EXERCISE TASK: Collect each line of the data below that contains the word "fuselage", and copy those lines out. Treat uppercase and lowercase as different.

Location identification items:
______________________________
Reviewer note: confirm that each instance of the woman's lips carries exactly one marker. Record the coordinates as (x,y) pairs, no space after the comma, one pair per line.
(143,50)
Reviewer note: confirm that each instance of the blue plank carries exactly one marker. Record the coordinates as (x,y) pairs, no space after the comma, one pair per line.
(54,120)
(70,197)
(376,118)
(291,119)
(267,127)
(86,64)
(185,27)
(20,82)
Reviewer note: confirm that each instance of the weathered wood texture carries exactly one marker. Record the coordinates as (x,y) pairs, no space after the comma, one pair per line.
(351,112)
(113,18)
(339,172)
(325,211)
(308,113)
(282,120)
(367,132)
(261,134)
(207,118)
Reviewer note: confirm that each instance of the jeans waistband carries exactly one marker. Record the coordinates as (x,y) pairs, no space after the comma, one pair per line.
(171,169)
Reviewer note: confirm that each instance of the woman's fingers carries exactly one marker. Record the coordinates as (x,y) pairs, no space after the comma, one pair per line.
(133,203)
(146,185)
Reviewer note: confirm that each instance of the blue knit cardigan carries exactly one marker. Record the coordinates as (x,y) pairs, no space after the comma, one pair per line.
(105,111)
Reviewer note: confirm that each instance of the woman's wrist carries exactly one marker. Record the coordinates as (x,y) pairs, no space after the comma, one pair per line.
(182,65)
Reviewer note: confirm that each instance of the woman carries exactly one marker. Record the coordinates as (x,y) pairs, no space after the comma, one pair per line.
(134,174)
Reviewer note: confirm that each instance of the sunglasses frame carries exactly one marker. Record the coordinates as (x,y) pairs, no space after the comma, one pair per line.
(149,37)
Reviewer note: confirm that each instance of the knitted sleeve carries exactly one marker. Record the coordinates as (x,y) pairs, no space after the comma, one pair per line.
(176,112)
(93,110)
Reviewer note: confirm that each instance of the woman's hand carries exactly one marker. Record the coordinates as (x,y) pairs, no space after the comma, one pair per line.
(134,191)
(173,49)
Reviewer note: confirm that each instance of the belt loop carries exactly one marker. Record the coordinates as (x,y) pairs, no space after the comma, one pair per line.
______________________________
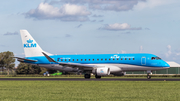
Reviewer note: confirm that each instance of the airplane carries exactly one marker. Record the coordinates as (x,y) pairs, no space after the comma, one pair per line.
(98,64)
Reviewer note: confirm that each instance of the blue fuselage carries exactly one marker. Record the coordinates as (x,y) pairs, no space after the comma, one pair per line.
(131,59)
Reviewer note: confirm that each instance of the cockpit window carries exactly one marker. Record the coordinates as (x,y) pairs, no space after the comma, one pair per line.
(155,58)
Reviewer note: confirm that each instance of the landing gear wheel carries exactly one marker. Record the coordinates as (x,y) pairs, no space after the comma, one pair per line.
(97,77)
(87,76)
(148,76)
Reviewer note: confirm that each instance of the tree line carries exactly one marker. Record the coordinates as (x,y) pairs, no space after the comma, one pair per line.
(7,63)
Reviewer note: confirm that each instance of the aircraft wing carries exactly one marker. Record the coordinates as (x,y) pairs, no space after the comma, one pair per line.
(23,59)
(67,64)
______________________________
EXPECTED ANSWER:
Reviewer note: confirm that each instance of the blue fuselage carries exactly one marker. Record the coordinates as (x,y) pairs, no space after the comma, one pair per line.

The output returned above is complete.